**Task directions**
Could you arrange the records below as a two-column CSV with the headers instruction and points, one row per record? Begin at the line that contains "spray bottle nozzle" and continue through the end of the records, putting each field in quotes and replacing any line breaks with spaces.

— start Data provided —

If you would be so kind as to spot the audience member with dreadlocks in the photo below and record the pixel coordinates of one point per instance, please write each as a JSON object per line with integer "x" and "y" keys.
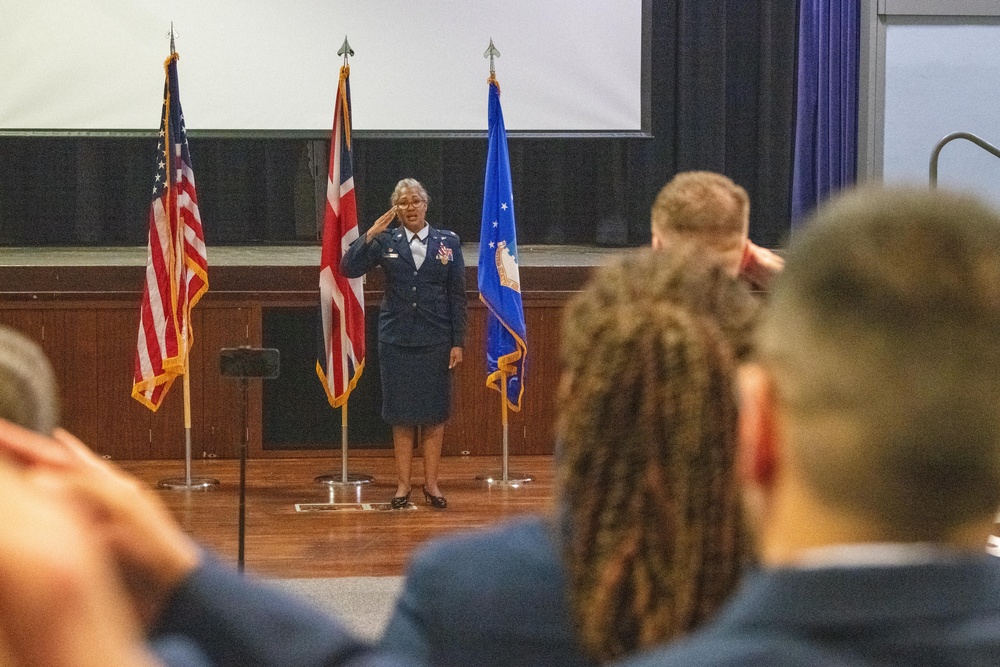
{"x": 645, "y": 542}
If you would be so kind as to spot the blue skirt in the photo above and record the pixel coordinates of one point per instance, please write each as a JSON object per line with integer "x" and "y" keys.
{"x": 416, "y": 383}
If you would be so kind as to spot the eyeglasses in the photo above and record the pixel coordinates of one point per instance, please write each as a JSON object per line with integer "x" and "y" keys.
{"x": 413, "y": 203}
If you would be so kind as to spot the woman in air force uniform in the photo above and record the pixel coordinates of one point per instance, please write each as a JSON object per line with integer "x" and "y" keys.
{"x": 421, "y": 330}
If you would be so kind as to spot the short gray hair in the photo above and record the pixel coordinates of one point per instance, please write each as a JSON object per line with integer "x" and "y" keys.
{"x": 28, "y": 391}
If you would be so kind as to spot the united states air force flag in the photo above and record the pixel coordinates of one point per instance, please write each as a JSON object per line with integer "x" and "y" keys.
{"x": 499, "y": 282}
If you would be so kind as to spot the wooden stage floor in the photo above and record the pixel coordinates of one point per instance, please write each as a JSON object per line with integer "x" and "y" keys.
{"x": 282, "y": 542}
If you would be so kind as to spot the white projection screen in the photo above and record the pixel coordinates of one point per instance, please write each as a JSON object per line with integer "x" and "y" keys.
{"x": 566, "y": 66}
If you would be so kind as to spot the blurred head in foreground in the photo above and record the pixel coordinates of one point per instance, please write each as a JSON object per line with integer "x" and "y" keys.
{"x": 647, "y": 433}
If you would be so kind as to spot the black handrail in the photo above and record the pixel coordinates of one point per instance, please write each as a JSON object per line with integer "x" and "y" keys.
{"x": 979, "y": 141}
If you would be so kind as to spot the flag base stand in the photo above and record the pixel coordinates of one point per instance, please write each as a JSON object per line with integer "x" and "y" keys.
{"x": 196, "y": 484}
{"x": 505, "y": 477}
{"x": 513, "y": 479}
{"x": 351, "y": 479}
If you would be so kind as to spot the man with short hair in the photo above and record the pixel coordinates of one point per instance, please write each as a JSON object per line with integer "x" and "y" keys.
{"x": 28, "y": 394}
{"x": 870, "y": 445}
{"x": 708, "y": 210}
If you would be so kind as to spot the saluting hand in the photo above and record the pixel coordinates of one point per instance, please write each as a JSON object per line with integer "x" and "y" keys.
{"x": 381, "y": 224}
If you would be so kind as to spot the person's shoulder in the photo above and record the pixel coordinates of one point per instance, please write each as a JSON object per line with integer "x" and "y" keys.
{"x": 448, "y": 236}
{"x": 502, "y": 544}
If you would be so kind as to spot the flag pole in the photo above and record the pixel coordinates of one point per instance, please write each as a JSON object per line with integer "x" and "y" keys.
{"x": 188, "y": 483}
{"x": 503, "y": 418}
{"x": 505, "y": 478}
{"x": 346, "y": 479}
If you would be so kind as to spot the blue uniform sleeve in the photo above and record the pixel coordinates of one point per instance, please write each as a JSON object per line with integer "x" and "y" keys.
{"x": 456, "y": 294}
{"x": 236, "y": 621}
{"x": 361, "y": 257}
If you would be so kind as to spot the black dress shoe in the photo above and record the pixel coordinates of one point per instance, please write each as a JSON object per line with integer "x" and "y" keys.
{"x": 399, "y": 502}
{"x": 435, "y": 501}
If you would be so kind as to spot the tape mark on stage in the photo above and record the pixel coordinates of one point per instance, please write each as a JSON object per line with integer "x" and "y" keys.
{"x": 349, "y": 507}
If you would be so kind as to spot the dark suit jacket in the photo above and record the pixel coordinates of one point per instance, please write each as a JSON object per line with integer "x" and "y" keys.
{"x": 939, "y": 614}
{"x": 232, "y": 620}
{"x": 495, "y": 598}
{"x": 425, "y": 306}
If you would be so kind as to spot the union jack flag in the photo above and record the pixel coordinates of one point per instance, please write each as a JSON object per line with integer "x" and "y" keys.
{"x": 176, "y": 264}
{"x": 341, "y": 300}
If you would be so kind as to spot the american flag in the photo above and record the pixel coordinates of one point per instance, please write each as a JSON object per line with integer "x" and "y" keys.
{"x": 341, "y": 300}
{"x": 176, "y": 265}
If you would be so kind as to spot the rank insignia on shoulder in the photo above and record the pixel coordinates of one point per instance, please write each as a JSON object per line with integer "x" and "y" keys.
{"x": 445, "y": 254}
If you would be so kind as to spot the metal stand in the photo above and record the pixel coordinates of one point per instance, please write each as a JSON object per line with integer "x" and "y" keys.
{"x": 188, "y": 483}
{"x": 242, "y": 520}
{"x": 345, "y": 478}
{"x": 504, "y": 477}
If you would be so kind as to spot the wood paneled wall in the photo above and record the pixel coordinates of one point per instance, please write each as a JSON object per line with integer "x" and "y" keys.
{"x": 89, "y": 332}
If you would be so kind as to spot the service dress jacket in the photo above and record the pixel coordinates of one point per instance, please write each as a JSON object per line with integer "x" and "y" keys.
{"x": 425, "y": 306}
{"x": 931, "y": 614}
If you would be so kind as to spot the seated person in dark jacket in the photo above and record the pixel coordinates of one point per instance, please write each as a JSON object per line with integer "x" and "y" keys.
{"x": 708, "y": 211}
{"x": 91, "y": 558}
{"x": 870, "y": 445}
{"x": 646, "y": 541}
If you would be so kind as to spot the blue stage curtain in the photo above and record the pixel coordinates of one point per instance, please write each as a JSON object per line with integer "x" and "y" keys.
{"x": 826, "y": 124}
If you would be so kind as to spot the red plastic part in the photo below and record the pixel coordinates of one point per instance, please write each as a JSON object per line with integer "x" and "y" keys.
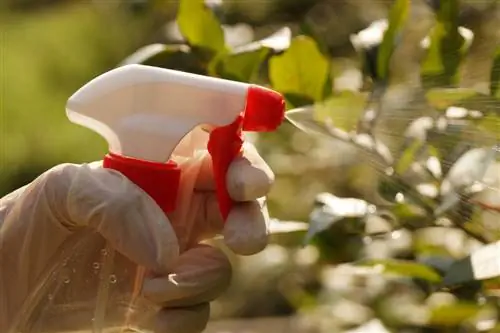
{"x": 264, "y": 111}
{"x": 159, "y": 180}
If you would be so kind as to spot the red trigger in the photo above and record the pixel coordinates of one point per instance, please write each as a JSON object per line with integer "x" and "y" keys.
{"x": 264, "y": 111}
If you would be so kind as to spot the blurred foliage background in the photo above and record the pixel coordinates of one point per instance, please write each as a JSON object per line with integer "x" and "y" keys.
{"x": 387, "y": 168}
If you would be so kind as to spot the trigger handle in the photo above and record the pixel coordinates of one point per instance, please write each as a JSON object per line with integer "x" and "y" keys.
{"x": 159, "y": 180}
{"x": 224, "y": 145}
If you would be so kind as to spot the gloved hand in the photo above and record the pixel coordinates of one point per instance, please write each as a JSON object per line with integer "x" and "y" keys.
{"x": 69, "y": 199}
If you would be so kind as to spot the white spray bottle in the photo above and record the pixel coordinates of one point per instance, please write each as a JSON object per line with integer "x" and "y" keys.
{"x": 143, "y": 112}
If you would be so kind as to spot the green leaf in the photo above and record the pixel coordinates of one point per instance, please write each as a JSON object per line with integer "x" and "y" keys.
{"x": 331, "y": 209}
{"x": 178, "y": 57}
{"x": 495, "y": 76}
{"x": 403, "y": 268}
{"x": 452, "y": 315}
{"x": 408, "y": 156}
{"x": 442, "y": 98}
{"x": 491, "y": 124}
{"x": 409, "y": 214}
{"x": 482, "y": 264}
{"x": 302, "y": 69}
{"x": 244, "y": 62}
{"x": 445, "y": 50}
{"x": 277, "y": 42}
{"x": 199, "y": 25}
{"x": 239, "y": 66}
{"x": 343, "y": 109}
{"x": 397, "y": 17}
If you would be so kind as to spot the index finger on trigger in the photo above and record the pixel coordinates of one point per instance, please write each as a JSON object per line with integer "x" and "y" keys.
{"x": 249, "y": 177}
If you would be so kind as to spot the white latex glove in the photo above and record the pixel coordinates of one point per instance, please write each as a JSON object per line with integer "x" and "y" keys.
{"x": 69, "y": 199}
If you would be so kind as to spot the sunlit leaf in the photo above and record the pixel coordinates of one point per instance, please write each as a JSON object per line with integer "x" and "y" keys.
{"x": 373, "y": 326}
{"x": 344, "y": 109}
{"x": 482, "y": 264}
{"x": 409, "y": 214}
{"x": 403, "y": 268}
{"x": 199, "y": 25}
{"x": 397, "y": 17}
{"x": 277, "y": 42}
{"x": 240, "y": 66}
{"x": 178, "y": 57}
{"x": 304, "y": 119}
{"x": 495, "y": 76}
{"x": 452, "y": 315}
{"x": 409, "y": 156}
{"x": 443, "y": 98}
{"x": 444, "y": 53}
{"x": 302, "y": 69}
{"x": 331, "y": 209}
{"x": 243, "y": 62}
{"x": 468, "y": 171}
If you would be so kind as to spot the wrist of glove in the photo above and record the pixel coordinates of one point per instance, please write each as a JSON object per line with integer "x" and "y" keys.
{"x": 38, "y": 218}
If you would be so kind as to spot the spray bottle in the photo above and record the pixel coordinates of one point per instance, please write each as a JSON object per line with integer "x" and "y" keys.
{"x": 143, "y": 113}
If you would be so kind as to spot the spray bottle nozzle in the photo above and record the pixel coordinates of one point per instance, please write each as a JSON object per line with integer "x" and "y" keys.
{"x": 144, "y": 112}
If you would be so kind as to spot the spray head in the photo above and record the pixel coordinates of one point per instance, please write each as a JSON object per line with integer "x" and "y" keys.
{"x": 143, "y": 112}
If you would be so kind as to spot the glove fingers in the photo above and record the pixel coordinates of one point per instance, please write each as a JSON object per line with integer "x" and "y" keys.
{"x": 122, "y": 213}
{"x": 246, "y": 229}
{"x": 200, "y": 275}
{"x": 248, "y": 177}
{"x": 191, "y": 319}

— end Data provided —

**Exercise response**
instruction,points
"If you would be so kind as to spot the spray bottle nozzle in the photo above and record the pixel coordinates of one point per instance, please write each as a JSON object per line with integer ""x"" and ""y"" keys.","{""x"": 144, ""y"": 112}"
"If you would be so kind as to spot the spray head in the photo above and record the pixel coordinates of one point per instance, please write each as a JSON object per line with integer ""x"" and ""y"" keys.","{""x"": 143, ""y"": 112}"
"If you would be so kind as to spot the glove fingers in the photo above and record the pixel coordinates of one point per instance, please write each as a JSON object per line with integer ""x"" and ""y"" keys.","{""x"": 122, ""y"": 213} {""x"": 246, ""y"": 229} {""x"": 200, ""y"": 275} {""x"": 248, ""y"": 177} {""x"": 191, ""y"": 319}"